=== Problem to work on ===
Entries must be copied exactly, with nothing left out.

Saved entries
* * * * *
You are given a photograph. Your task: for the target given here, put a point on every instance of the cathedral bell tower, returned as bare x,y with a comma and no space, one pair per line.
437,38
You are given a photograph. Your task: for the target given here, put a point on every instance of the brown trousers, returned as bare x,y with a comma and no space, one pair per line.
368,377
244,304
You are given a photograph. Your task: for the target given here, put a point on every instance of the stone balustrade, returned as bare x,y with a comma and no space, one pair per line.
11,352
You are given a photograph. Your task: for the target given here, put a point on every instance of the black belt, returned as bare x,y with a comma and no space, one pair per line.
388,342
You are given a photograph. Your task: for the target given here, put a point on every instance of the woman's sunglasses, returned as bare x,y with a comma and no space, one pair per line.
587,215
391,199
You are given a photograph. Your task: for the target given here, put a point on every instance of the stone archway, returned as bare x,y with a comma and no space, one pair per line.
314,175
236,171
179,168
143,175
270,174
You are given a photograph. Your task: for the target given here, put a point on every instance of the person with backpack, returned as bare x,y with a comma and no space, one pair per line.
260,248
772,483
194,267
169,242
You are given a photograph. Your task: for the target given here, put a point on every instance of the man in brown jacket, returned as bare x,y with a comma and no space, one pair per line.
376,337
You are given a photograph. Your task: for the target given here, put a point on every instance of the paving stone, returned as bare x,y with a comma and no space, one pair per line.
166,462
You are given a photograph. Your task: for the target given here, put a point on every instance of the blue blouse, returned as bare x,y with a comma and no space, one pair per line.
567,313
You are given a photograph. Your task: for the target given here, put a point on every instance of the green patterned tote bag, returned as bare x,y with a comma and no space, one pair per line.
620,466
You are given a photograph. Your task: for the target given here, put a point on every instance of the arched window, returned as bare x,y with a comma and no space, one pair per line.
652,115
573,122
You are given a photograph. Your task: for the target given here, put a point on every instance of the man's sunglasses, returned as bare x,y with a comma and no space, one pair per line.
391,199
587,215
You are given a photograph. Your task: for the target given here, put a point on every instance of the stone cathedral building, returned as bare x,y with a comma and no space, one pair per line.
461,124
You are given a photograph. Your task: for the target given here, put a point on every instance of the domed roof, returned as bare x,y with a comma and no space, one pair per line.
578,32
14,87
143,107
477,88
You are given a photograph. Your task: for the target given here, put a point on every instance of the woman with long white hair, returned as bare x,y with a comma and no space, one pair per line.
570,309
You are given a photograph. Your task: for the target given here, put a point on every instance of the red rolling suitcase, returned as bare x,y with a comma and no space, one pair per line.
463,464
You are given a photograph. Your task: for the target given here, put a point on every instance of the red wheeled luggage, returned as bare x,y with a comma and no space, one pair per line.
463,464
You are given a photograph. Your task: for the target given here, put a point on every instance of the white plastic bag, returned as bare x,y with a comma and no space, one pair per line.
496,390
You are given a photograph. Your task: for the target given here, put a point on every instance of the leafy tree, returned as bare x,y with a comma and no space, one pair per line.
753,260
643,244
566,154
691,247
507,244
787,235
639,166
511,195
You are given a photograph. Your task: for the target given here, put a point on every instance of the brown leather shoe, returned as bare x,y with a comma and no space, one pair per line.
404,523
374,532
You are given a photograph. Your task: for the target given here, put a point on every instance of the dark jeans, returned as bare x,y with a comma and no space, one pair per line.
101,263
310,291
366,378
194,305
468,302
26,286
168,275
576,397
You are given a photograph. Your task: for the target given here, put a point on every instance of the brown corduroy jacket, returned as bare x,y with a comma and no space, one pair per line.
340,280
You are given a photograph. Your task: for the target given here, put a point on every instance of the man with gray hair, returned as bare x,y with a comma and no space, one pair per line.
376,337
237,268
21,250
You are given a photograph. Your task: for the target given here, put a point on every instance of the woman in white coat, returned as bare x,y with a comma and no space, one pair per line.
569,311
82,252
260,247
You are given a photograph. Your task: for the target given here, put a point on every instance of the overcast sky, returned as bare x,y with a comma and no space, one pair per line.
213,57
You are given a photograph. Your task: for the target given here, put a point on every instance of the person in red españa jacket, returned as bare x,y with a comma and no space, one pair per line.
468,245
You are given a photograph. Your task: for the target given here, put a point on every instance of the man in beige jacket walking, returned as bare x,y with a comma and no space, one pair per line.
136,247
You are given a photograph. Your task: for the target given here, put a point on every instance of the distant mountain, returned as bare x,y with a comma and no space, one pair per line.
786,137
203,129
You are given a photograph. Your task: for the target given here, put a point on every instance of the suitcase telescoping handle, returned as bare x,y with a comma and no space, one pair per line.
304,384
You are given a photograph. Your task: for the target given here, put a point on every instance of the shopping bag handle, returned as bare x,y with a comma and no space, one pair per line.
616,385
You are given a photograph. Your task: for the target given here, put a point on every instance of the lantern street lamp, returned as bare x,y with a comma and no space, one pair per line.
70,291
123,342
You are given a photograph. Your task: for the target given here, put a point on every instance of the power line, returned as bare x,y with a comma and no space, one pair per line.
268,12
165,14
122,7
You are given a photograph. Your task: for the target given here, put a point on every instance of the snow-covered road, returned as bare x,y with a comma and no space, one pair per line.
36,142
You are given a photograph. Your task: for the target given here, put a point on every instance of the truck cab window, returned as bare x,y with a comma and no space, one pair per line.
* * * * *
=== Task response ===
You are given a photograph. Your task: for the target given here, put a point on every instance of the cathedral bell tower, returned as bare x,y with a comma and no space, one pair per line.
437,38
You are given a photograph. Your task: for the target given here, put a point on every instance of the brown trousers, returned as bare x,y with a comma and no space, one pair per line.
368,377
244,304
You are given a photograph. Your task: for the target given here, put a point on every instance of the stone balustrade, returned as bare x,y with a comma and no space, one pair per line.
11,352
You are given a photograph. Your task: for the target given here, put a point on every instance of the black belt, returned as bare x,y with a comma and no space, one pair per line.
388,342
You are given a photograph. Your task: for the target given here, put a point on every instance of the woman's sunglasses, returned as bare x,y with a comma and no space, one pair per line.
587,215
391,199
You are given a photograph. Your task: for the target given here, put a point on every instance of the stone archway, returned as bare x,y with a comma and no space, one pair per line.
314,175
236,171
179,168
143,175
270,174
You are given a photograph. Your task: for the target given here, put a point on every instance of the person with backpack, returned as bare x,y with a comma and no space, one pair per line.
260,248
772,483
194,267
169,242
You are given a photograph. Your task: for the target given here, put a point on every instance of the man in brown jacket, returned as bare x,y with a comma and no space, one pair per line.
376,337
You are given a photograph. Your task: for the target given here, put a point on every instance of the paving stone, returned as bare x,y with a comma and no space, one pair per line.
166,462
You are given a photograph. Your task: for the target given here, put a point on every instance of the blue blouse, returned as bare x,y with a comma and no space, one pair per line.
567,313
You are given a photograph. Your task: for the target given here, put a point on every instance of the green patterned tote bag, returned as bare x,y with a comma and no space, one pair per line.
620,466
You are given a photograph. Your task: for the target given here, put a point on every instance of the arched window, returned as bare x,y with a comma and no space, one pair per line.
652,115
573,122
You are given a photograph. Your task: for the target given here, put a point on every instance of the man's sunglasses, returned as bare x,y with a comma and no space, one pair per line.
391,199
587,215
You are given a photograph. Your task: for the target given here, put a point on every instance of the stone cathedral building, returned as bare x,y with a comma and no space, one pair per line.
461,124
You are given a photograph. Your task: for the target given here, put a point on every instance of the domed roof, returned as bare x,y with a comma and no space, one pair per line.
578,32
14,87
143,107
477,88
You are given a photograph. Your task: for the target given here, put a point on every instance of the woman with long white hair, returned as bare x,y with a comma and no space, one pair per line.
570,309
You are given a photograph. Your task: for the target given here, put a point on every instance of the red rolling suitcase, returned as bare x,y with a comma and no space, one pair per line.
463,464
You are given a photograph. Your task: for the target given here, put a point on every instance of the red wheeled luggage, returned as bare x,y with a comma and no space, one pair per line.
463,464
You are given a photograph. Your task: for the target given here, put a point on every instance of the white plastic bag, returned as bare x,y with a comma and no space, one pair per line.
496,390
You are given a photograph. Your task: for the target given here, put a point on every instance of the leafy tree, returned as bare x,y with a comma and no space, one pair per line.
753,260
643,244
566,154
691,247
507,244
787,235
639,166
511,195
You are given a photograph. Your task: for the target given here, put a point on every instance of the brown leather shoe, returned as bare x,y with a comma and no space, one pair per line.
404,523
374,532
You are given a photograph. Your task: for the target given here, put a point on every instance of the dark jeans, returned as bare x,y with a comma and no space, one pair per line.
101,263
310,291
366,378
194,305
468,302
26,286
168,275
576,397
You are given a photograph. Your task: for the target given here, put a point on every instance of the brown corduroy jacket, returned as bare x,y with a comma and no space, one pair per line.
340,280
You are given a photograph. Your task: for the target given here, put a point on every instance of the man with gray hair, returned as bare x,y with a comma and no space, one pair per line.
376,337
237,268
21,250
You are given a photograph. Your task: for the target given here, put a point on every instance of the woman in white coat, returned as bare x,y with a comma and no space, one pair per line.
569,311
82,252
260,247
You are given a photograph. Your task: for the target given here, put a point on every instance of the overcast sky, returned as bare x,y with a comma and no space, one pair per line.
213,57
You are given a photograph. Your task: for the target given here, put a point on every instance of the person in red españa jacket, returned as bare x,y with a comma and no space, one pair per line.
468,245
You are given a photograph. Your task: for the target given here, put a point on every instance of the man in beige jacket walking, returned as bare x,y with a comma and no space, one pair per line.
136,247
You are given a photograph. Your task: for the target given here, put a point on every instance of the distant mountain, returned as bare x,y with a comma and no space, one pair per line.
786,137
203,129
You are given a photograph. Your task: for the target given here, put a point on every instance of the suitcase telescoping handle, returned as bare x,y with a comma and no space, one pair per line.
304,384
You are given a photograph. Your task: for the target given here, put a point on every instance of the shopping bag handle, returned as bare x,y with a comma and no space, one pair per line.
616,385
You are given a photograph. Your task: for the target given here, put a point on every instance of the lantern street lamp, returned as bare x,y with a comma and no space, one pair per line.
70,291
123,342
You are given a photograph. Your task: for the target given here, put a point on every instance of the power line, returned as bare x,y with a comma and no space, one pair per line.
268,12
165,14
122,7
You are given a photograph. Your task: for the target given here, put a point on every instance of the snow-covered road, returned as bare x,y with a comma and no space, one pair per line.
36,142
You are given a photograph. Your task: for the target given here, put a point on every instance of the truck cab window, returned as bare x,y with a comma and no space, one pair per line.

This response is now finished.